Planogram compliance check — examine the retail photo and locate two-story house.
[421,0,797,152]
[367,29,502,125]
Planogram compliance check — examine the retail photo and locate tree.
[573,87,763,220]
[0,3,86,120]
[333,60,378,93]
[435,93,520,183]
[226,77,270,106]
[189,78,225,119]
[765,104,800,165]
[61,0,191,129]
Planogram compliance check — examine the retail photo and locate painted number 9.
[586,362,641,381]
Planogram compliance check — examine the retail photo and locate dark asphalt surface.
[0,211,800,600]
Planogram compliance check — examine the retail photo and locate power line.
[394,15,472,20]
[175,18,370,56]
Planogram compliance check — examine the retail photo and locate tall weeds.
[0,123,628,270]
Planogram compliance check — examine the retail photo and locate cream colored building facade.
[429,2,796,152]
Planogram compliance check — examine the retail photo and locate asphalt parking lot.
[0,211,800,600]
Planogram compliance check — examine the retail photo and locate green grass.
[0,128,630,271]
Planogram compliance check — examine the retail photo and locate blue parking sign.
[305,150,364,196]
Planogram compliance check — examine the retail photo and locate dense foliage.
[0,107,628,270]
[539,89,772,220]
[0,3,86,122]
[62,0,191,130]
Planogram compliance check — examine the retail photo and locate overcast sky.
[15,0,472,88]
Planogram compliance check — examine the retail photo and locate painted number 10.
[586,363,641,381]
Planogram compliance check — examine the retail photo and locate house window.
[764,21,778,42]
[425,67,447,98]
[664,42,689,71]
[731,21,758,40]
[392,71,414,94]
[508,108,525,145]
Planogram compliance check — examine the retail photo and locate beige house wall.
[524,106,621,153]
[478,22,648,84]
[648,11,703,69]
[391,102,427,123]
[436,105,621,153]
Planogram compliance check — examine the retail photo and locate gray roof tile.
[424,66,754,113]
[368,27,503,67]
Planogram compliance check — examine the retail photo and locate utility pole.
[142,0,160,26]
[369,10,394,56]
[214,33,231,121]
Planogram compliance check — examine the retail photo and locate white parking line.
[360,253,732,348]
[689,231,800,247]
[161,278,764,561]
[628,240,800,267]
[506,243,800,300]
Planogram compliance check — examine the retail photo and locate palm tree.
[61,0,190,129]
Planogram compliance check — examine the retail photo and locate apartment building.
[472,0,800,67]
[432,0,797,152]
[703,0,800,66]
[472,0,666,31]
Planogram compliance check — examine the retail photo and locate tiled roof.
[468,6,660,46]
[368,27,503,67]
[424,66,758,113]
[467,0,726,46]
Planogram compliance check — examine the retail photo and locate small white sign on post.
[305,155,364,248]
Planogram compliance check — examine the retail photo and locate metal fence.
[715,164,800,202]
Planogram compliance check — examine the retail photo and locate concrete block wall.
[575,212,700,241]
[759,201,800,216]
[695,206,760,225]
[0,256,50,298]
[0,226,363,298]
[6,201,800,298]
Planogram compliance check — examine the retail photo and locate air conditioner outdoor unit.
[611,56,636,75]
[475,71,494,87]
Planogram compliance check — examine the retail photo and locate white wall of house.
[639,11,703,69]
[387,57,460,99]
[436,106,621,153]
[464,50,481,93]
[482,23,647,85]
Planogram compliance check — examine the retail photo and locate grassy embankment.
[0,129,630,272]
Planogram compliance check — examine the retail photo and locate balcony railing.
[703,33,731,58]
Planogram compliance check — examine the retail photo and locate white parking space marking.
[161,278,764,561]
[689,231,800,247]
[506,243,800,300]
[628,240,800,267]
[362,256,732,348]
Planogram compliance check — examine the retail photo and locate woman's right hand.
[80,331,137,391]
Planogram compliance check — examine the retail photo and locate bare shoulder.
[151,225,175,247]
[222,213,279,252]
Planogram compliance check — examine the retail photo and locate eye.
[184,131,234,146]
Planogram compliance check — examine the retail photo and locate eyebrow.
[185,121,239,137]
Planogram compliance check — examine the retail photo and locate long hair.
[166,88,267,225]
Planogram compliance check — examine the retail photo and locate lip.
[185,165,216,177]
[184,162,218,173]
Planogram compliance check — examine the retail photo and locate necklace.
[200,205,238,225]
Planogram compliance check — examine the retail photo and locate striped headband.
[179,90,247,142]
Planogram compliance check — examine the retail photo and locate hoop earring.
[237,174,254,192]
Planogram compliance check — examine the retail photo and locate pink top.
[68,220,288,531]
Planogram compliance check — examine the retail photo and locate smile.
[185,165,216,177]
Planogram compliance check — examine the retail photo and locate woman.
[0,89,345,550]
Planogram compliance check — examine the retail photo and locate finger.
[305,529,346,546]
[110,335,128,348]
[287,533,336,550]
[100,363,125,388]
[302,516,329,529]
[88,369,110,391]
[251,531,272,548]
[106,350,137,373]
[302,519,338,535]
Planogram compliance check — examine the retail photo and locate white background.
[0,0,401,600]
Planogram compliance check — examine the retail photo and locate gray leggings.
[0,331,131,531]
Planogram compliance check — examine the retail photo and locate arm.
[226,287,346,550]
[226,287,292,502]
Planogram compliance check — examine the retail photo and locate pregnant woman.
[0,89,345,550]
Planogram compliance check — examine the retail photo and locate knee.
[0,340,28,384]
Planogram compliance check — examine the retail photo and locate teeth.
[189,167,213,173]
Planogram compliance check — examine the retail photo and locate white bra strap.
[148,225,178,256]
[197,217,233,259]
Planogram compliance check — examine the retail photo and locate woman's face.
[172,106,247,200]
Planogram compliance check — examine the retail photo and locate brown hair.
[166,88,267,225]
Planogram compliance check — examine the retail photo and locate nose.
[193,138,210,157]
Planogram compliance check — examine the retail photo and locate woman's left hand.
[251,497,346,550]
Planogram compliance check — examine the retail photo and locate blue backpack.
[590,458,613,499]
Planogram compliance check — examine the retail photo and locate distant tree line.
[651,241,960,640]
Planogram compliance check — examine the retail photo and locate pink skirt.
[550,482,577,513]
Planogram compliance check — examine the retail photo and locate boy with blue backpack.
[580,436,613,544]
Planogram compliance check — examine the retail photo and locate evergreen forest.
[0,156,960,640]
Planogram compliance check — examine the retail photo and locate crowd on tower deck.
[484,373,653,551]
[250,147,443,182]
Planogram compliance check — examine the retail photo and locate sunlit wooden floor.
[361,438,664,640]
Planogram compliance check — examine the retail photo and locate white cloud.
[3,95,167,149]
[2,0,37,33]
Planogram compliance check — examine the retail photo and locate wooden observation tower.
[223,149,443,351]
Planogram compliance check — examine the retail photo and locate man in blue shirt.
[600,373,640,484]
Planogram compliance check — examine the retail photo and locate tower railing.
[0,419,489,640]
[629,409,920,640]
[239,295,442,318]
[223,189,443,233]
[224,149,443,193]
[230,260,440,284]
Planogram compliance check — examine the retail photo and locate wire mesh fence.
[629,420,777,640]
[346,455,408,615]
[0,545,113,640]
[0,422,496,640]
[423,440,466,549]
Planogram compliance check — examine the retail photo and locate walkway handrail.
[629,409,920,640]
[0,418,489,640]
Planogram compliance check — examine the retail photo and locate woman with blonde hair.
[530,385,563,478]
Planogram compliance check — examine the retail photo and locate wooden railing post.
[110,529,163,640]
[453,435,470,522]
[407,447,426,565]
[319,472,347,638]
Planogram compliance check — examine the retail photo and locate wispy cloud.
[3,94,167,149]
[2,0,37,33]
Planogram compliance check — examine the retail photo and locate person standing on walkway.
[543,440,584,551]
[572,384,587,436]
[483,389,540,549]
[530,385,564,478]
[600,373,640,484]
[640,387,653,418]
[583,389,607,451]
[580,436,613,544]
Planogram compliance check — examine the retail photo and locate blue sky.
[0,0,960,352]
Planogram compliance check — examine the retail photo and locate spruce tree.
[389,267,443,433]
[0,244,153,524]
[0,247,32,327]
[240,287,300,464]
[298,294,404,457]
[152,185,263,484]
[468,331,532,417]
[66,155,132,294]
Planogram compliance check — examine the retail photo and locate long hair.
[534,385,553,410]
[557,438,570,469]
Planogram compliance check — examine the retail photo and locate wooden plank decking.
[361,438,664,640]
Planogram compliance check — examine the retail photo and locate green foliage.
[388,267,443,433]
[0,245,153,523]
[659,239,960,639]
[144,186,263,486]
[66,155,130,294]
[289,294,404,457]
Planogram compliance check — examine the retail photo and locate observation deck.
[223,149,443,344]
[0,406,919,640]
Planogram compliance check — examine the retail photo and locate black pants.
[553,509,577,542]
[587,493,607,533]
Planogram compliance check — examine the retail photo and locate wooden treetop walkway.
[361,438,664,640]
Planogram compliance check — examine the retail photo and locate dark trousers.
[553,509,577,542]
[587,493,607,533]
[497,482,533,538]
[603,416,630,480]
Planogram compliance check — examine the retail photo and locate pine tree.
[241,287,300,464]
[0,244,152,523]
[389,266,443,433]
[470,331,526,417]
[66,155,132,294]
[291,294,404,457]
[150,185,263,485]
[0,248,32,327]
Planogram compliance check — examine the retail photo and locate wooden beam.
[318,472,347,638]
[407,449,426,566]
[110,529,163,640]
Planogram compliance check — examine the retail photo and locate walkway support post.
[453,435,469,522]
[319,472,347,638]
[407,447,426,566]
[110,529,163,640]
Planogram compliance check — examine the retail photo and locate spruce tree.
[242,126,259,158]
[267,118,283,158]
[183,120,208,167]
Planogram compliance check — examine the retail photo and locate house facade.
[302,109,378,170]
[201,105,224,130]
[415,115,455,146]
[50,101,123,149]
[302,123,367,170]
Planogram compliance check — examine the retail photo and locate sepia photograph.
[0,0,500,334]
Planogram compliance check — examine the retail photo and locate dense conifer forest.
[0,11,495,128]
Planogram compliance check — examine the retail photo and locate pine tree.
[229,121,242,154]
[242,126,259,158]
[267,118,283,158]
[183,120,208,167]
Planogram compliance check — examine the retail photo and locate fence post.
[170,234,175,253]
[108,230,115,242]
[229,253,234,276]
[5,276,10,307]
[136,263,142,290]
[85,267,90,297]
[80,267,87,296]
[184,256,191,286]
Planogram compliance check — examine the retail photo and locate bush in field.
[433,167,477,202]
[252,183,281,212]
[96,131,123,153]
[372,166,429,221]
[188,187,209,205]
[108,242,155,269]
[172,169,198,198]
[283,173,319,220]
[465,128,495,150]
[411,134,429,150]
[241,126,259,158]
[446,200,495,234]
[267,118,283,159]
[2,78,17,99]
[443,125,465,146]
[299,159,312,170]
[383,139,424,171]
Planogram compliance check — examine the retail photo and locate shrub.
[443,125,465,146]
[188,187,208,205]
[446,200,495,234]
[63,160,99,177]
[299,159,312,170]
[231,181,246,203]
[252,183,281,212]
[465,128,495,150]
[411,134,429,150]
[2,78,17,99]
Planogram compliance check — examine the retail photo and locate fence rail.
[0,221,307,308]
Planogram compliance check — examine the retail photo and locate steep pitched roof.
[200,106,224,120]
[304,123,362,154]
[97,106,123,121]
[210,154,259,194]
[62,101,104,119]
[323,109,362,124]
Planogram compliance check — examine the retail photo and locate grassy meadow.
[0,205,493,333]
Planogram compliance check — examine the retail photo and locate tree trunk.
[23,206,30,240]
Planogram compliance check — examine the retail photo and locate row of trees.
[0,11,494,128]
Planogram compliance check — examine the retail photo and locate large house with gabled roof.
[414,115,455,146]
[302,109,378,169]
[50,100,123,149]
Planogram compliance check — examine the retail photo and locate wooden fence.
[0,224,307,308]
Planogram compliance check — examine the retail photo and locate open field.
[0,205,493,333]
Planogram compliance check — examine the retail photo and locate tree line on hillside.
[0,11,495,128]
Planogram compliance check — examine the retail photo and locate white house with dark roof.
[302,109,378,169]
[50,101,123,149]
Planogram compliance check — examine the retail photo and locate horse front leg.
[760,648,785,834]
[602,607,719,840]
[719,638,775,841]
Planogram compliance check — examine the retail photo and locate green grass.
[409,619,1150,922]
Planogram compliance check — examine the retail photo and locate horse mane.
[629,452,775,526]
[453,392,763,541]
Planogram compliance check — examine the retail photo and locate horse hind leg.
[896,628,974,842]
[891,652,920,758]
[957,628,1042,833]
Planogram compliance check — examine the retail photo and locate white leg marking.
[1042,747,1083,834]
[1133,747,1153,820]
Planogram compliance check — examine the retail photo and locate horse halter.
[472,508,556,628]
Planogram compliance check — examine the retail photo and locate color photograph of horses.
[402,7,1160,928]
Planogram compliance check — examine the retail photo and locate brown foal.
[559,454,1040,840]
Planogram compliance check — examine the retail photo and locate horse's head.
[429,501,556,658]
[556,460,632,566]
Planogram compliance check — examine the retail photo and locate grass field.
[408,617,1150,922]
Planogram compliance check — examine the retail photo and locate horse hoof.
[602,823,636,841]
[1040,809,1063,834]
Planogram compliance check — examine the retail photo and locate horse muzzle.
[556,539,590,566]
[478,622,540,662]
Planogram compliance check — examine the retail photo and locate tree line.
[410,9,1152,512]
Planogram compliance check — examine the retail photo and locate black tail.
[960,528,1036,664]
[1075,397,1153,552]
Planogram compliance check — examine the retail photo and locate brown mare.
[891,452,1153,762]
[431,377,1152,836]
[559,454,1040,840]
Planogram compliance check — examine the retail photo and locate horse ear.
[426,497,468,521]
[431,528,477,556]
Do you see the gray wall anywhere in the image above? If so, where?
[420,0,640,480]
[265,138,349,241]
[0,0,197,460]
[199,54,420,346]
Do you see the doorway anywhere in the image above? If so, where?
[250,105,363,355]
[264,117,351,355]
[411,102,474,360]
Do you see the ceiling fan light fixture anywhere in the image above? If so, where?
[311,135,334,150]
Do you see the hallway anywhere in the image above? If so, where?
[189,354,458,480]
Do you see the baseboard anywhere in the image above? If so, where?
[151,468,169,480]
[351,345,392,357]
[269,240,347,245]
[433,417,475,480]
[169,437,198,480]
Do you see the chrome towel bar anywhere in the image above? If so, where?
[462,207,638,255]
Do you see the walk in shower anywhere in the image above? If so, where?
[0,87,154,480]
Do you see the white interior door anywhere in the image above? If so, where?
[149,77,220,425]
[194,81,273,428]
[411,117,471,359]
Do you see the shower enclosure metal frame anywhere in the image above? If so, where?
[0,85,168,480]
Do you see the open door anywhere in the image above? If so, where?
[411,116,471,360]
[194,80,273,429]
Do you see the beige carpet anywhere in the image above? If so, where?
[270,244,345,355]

..............................

Begin at the top of the material and stop after the line that has "[367,29,502,125]". Repeat those lines with "two-story house" switched to "one-story house" and everything else left unchanged.

EXERCISE RESULT:
Planogram compliance check — examine the retail photo and locate one-story house.
[421,0,797,152]
[367,29,502,125]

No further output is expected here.